# EXCERPTED TEXT:
That's why like 99 percent of humanity's effort is going, which means that if you're like part of the one percent or the point one percent who are looking for, like, really targeted opportunities, there's a lot of like there's a lot of money on the table that are great because it's because no other people are looking for it.

[00:36:26]

I think this is a really important point, actually, and this is kind of a misunderstanding that's kind of in the background of a lot of conversations about effective altruism. I think a lot of people hear the arguments that, you know, 8000 hours and other organizations make about the best way to help the world. And they're imagining kind of what you think everyone should do, whereas I think a lot of your advice is given from the perspective of like on the margin, like for, you know, next 100 people who wants to help the world.

[00:36:54]

What would be the best thing for them to do? Yeah, and that isn't necessarily the advice you would give if you were giving advice simultaneously to everyone on the planet, is that right?

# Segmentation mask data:
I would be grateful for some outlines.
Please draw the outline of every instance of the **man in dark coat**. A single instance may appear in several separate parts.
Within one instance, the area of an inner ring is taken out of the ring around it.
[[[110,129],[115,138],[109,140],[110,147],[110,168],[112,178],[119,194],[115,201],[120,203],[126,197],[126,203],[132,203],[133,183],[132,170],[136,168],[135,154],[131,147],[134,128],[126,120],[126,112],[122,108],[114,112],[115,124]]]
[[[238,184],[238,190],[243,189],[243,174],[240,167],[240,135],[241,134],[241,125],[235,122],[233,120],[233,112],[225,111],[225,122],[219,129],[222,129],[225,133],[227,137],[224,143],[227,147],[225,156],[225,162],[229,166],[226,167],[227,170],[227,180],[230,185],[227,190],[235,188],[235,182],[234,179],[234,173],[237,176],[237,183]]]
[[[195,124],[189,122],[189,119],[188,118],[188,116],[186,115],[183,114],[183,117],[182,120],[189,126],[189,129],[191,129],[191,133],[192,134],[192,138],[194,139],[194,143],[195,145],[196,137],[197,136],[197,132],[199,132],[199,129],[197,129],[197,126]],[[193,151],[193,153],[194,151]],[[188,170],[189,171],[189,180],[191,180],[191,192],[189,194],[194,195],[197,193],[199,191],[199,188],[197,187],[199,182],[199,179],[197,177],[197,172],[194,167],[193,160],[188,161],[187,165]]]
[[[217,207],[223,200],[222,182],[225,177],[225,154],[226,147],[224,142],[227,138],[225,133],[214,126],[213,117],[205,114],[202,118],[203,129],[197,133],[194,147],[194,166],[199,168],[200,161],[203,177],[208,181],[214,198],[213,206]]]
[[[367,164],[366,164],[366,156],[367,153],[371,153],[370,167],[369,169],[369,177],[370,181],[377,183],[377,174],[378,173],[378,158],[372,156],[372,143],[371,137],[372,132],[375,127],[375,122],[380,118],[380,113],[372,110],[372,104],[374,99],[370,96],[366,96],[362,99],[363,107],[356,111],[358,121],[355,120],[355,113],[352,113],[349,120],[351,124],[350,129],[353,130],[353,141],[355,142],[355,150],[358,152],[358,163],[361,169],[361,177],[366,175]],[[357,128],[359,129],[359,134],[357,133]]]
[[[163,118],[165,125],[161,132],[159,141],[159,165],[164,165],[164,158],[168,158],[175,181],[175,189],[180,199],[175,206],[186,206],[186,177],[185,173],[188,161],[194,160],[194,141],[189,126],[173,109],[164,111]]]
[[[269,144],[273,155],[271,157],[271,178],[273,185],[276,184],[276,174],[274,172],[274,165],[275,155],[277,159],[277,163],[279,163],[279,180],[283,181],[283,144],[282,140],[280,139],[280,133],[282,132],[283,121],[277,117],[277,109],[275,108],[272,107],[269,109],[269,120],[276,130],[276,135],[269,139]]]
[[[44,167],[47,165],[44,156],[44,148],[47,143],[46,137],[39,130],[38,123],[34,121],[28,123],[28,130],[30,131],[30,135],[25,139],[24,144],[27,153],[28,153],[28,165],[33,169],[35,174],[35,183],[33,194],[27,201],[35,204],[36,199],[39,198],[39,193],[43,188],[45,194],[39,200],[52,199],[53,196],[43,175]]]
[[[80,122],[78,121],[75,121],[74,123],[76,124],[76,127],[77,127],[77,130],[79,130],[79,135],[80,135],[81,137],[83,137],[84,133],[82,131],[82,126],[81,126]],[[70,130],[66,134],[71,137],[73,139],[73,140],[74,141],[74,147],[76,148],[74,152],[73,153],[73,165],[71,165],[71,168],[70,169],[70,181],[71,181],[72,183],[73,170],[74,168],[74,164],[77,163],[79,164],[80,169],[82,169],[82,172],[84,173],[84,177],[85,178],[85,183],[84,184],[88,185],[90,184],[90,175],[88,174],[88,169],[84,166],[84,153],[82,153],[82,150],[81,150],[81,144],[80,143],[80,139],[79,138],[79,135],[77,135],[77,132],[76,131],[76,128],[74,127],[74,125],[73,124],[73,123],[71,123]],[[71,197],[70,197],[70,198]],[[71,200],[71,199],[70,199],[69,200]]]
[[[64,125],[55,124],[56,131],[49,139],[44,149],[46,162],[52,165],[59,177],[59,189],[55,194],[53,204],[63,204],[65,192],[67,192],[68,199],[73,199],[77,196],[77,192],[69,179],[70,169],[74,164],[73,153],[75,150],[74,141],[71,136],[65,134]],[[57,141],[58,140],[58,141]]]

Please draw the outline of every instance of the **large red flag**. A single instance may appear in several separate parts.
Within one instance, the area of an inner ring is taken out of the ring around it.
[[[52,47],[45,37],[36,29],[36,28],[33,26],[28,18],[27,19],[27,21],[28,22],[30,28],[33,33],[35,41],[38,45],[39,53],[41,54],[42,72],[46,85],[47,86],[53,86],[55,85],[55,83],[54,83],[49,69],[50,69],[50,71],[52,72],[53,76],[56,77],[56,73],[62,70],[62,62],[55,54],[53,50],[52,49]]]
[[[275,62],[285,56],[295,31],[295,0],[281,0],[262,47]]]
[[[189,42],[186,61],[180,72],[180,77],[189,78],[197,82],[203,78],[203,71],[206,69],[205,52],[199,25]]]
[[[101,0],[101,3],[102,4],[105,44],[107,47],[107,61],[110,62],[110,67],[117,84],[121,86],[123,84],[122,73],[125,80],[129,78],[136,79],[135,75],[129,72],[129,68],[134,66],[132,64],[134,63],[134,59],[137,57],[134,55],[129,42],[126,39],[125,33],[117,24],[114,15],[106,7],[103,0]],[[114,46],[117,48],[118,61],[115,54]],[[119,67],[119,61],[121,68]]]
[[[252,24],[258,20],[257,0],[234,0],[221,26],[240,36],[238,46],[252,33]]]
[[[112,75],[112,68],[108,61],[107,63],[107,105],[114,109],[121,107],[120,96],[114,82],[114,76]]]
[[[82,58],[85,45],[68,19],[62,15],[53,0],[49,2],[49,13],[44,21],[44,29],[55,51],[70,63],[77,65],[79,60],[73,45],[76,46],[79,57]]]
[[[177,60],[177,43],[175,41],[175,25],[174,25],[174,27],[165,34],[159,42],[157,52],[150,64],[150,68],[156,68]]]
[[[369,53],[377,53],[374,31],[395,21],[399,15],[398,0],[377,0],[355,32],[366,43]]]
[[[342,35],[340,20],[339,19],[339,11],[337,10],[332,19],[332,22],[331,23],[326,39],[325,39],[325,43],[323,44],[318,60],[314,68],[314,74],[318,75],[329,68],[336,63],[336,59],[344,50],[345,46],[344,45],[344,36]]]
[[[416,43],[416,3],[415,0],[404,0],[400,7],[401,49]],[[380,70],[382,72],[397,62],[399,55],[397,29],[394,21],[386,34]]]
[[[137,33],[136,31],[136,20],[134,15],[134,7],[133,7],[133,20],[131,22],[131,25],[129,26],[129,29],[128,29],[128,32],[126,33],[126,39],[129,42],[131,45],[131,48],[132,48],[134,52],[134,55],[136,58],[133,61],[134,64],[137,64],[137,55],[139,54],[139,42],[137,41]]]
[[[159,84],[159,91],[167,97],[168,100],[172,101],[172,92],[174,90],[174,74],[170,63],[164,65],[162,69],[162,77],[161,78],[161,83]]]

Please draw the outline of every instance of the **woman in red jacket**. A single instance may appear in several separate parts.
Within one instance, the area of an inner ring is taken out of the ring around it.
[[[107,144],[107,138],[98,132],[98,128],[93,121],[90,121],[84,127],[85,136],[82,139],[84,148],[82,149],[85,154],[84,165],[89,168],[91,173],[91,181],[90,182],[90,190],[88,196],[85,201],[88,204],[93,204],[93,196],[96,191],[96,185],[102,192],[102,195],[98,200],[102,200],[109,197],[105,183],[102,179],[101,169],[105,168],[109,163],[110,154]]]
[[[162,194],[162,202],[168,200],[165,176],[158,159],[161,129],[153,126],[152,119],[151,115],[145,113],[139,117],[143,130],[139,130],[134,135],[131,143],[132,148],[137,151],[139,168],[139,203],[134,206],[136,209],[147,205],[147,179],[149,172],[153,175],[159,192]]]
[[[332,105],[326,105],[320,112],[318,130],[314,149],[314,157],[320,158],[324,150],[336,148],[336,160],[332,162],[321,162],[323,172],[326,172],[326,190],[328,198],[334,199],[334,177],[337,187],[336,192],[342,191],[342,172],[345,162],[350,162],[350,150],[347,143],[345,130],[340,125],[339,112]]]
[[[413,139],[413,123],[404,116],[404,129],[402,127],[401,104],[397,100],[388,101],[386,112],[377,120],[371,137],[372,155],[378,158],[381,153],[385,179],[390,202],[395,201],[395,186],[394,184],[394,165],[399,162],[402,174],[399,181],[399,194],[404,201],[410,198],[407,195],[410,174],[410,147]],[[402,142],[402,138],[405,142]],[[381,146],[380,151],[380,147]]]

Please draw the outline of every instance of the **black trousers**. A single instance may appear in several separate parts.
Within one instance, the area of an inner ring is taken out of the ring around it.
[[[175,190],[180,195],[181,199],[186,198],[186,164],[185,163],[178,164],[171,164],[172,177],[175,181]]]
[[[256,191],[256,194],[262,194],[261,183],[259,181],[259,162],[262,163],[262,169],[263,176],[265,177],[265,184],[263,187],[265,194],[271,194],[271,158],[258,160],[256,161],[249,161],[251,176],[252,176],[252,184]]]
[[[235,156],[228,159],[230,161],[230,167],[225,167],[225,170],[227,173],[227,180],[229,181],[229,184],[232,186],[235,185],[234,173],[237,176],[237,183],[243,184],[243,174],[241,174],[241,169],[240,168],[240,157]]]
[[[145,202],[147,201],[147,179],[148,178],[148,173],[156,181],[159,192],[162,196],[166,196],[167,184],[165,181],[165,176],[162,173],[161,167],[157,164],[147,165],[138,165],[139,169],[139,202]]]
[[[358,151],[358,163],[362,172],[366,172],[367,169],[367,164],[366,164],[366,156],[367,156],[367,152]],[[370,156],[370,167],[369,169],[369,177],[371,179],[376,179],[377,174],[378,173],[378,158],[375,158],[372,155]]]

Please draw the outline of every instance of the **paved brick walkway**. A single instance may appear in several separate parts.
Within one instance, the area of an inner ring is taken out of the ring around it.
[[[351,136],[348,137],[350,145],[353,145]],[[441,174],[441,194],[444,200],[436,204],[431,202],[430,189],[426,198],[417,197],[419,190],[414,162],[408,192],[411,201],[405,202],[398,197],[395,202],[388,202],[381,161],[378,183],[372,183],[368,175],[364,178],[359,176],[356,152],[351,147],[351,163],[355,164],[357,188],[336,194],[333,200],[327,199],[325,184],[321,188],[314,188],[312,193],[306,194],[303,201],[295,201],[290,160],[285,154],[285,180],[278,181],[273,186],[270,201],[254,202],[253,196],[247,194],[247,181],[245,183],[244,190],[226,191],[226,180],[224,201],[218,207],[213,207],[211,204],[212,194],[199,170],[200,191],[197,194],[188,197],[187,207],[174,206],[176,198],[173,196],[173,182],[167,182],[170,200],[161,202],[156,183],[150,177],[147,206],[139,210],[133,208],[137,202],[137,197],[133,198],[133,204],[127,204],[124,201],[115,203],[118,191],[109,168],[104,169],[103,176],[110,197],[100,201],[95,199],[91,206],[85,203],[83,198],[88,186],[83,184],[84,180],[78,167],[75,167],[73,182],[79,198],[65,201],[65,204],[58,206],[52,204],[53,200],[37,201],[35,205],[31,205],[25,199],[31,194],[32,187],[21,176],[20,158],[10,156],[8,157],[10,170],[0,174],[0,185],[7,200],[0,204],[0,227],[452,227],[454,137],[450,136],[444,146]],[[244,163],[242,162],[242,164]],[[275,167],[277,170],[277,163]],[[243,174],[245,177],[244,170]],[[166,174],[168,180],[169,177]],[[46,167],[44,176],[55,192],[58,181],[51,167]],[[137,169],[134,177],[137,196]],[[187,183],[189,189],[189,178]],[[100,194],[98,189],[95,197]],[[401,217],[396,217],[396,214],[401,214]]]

# EXERCISE REQUIREMENTS:
1. Copy out the stretch of the effective altruism transcript from "What would be" through "is that right?".
2. Answer these questions from the effective altruism transcript:
(a) What share of humanity's effort does the first speaker say is going that way?
(b) In the background of what conversations does the second speaker place the misunderstanding?
(c) For how many people does the second speaker picture the marginal advice being given?
3. Proceed with the effective altruism transcript from the point where it stops.
The segmentation mask data plays no part in this work.

# ANSWERS PROVIDED:
1.
What would be the best thing for them to do? Yeah, and that isn't necessarily the advice you would give if you were giving advice simultaneously to everyone on the planet, is that right?

2.
(a) 99 percent.
(b) Conversations about effective altruism.
(c) The next 100 people who want to help the world.

3.
[00:37:02]

Yeah, exactly. I mean, imagine that we said, oh, well, if you want to do a lot of good, you should become a surgeon. I mean, obviously be farcical if like all seven billion in the world of people in the world try to become surgeons. Now, that's all we're saying. We're just saying it would be good to have unimaginably good to, like, add some more surgeons relative to everything else.

[00:37:16]

So relative to what that person might have done otherwise, this might just be too, like, hard to answer off the cuff. But if you could wave a magic wand and cause some percentage of the world to follow 80000 hours career advice, what would that percentage be? Oh, interesting.

[00:37:33]

Well, weather advice has to be kind of constant, like so we can't make it any more like any more broader than it is now or like, oh, I can't change it as the people.

[00:37:42]

Right. Yeah.

[00:37:42]

I mean if we could change it as we went outside, but maybe like 50 percent focus on that risk aversion thing. But I guess the advice as it is now, maybe like one in 100, one in a thousand, something like that.

[00:37:54]

Oh, OK. And would you like select a particular like let's say you could filter for some characteristics. What would what's like the group of people that you would want to follow 80000 words, advice.

[00:38:04]

I guess it's like people who are analytical, kind of cautious, curious, trying to be very informed, like care about not just, you know, going ahead with it, with their own intuitions, without listening to other people at all. Yeah, yeah. I guess some of the criteria that are really important. I mean, one thing is we think it's like very possible to go into the into the trying to solve the problems that we're very concerned about and cause harm.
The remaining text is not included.